**WHAT YOU SHOULD DO**
Select and copy every line of the material below that contains the word "brown".

A run of records

····················

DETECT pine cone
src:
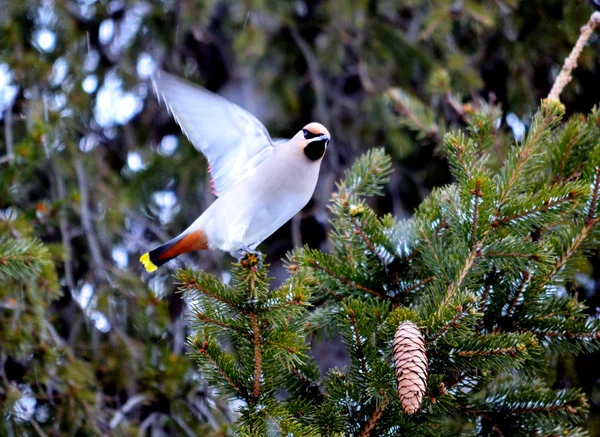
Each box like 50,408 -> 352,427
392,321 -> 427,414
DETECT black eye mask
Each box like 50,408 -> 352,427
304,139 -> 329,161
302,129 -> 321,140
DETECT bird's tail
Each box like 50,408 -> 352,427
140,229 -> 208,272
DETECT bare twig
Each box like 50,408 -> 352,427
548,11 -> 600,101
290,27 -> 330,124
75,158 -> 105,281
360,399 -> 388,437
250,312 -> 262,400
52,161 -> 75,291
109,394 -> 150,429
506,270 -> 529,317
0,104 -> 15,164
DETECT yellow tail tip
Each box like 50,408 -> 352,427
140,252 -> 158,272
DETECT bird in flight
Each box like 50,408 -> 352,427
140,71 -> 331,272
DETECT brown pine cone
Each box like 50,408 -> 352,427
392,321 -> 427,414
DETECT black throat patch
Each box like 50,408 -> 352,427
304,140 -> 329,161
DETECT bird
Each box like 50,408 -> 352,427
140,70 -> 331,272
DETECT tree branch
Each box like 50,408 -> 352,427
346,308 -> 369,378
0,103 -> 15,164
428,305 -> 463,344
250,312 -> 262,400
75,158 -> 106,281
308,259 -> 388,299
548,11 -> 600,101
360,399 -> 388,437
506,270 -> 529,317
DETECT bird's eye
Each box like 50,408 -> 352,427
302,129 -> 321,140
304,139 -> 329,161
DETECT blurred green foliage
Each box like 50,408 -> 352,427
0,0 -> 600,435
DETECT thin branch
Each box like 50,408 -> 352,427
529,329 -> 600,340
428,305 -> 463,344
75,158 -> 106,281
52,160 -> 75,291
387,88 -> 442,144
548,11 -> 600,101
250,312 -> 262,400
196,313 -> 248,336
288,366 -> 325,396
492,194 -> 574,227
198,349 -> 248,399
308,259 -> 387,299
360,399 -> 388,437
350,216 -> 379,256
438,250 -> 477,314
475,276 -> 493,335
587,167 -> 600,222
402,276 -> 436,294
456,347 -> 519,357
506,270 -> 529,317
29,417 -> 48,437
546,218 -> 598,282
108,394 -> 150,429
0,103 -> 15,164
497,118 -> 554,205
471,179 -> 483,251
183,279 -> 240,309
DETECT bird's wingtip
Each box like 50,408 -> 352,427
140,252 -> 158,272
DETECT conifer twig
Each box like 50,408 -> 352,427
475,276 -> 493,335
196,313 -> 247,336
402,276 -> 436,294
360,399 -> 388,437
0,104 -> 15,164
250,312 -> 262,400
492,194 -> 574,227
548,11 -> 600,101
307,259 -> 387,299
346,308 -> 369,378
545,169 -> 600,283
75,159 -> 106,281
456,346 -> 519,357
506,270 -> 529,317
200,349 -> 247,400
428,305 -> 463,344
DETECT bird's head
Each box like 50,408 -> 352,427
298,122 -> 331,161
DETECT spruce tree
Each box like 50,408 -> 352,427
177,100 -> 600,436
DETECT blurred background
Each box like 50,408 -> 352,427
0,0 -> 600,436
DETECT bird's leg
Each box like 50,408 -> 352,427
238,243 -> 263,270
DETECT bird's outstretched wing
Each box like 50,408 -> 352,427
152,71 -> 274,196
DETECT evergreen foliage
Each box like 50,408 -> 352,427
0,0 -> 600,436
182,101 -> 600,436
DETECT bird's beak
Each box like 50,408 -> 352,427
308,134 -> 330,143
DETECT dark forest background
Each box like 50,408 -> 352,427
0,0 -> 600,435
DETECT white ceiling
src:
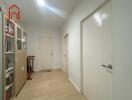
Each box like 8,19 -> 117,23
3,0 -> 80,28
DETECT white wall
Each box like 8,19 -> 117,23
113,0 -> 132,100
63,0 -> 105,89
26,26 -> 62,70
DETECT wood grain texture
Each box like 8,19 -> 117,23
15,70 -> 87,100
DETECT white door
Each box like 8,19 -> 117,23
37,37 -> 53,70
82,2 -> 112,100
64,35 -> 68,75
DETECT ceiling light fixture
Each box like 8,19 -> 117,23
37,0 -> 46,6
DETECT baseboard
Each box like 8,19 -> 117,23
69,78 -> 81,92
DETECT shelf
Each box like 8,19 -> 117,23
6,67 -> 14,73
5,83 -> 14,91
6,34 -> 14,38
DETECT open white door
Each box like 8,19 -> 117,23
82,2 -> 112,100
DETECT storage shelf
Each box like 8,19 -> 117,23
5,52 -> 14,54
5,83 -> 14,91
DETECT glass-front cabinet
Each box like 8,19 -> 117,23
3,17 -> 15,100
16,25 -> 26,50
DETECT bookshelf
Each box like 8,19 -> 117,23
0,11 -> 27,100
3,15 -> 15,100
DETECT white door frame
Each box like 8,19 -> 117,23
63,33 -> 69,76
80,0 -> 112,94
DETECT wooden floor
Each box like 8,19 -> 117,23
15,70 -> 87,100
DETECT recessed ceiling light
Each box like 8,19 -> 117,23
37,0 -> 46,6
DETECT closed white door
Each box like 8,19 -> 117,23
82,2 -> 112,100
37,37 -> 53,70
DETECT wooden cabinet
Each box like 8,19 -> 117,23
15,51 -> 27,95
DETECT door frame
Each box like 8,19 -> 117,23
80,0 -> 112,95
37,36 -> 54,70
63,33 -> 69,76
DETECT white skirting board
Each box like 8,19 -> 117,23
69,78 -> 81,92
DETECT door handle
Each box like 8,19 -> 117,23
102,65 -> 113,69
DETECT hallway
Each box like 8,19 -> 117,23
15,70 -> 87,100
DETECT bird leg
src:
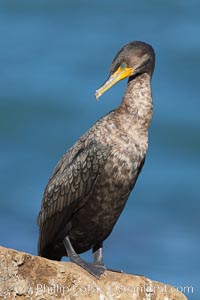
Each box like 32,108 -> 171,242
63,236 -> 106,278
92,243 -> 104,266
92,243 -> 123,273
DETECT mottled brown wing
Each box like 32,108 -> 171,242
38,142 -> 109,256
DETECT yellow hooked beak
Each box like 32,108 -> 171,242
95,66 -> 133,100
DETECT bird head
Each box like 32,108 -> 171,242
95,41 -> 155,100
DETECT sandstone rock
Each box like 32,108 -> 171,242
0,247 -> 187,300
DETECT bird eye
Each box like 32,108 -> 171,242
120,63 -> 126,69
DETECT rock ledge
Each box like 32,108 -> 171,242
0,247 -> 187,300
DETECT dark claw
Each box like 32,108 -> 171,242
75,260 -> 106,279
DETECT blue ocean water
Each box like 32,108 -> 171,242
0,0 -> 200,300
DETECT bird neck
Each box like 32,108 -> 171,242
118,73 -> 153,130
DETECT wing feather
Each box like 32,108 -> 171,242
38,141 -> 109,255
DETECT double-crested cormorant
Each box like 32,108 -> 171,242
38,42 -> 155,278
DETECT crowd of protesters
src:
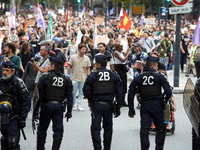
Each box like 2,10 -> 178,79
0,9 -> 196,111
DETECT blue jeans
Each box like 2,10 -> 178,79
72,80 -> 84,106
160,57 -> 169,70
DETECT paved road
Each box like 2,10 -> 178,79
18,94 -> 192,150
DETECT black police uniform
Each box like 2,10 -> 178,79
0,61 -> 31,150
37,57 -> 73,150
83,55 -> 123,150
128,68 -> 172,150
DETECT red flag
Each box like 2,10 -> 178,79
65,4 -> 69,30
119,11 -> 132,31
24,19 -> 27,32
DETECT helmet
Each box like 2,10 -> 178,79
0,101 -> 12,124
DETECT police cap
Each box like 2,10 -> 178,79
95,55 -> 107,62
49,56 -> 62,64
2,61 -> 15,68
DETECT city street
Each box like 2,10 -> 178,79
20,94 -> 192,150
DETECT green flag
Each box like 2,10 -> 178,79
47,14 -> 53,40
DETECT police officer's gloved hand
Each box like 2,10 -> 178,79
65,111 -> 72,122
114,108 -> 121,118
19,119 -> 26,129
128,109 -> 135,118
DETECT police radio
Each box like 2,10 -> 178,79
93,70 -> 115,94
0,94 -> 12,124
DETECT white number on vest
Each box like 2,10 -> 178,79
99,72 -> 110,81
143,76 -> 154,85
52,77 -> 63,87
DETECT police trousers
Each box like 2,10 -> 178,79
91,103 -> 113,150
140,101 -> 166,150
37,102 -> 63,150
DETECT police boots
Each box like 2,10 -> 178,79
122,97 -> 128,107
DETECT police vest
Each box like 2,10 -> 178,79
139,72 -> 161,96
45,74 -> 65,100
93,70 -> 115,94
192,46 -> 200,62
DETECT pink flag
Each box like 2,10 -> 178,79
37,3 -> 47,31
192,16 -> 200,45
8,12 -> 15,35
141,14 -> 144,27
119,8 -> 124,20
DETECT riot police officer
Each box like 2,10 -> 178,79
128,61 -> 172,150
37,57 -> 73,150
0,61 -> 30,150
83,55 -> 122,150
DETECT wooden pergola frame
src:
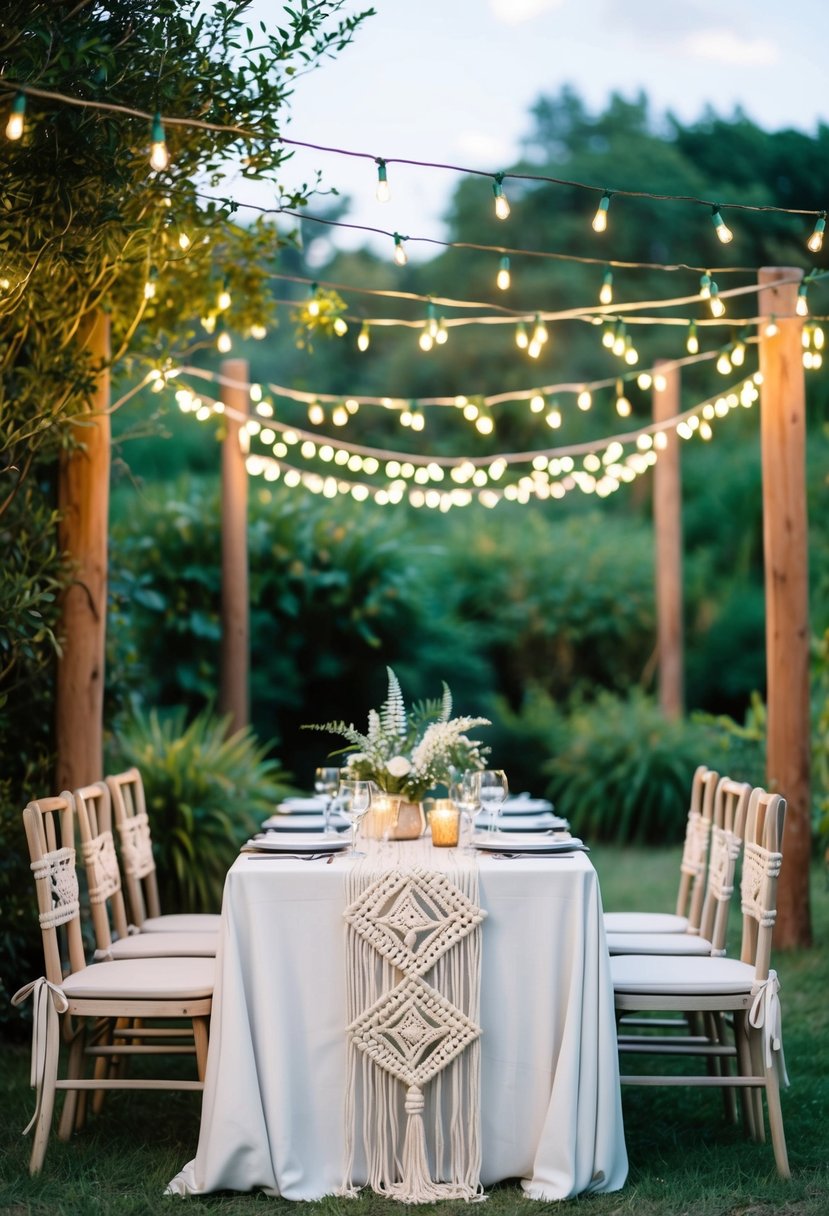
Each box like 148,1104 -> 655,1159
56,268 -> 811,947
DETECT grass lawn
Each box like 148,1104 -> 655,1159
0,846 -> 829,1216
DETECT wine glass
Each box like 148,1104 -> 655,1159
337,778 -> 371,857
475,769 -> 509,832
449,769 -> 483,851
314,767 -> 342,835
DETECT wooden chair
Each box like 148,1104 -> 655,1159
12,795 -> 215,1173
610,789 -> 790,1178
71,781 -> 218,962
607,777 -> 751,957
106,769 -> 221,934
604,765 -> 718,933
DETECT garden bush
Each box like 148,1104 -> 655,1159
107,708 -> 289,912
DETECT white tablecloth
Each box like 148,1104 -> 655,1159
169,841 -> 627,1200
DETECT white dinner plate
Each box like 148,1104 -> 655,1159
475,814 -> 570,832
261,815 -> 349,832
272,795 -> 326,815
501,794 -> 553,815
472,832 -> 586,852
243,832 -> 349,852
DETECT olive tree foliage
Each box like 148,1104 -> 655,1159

····················

**COMPLETE OUTPUT**
DETECT brown pine cone
DETECT mottled brown wing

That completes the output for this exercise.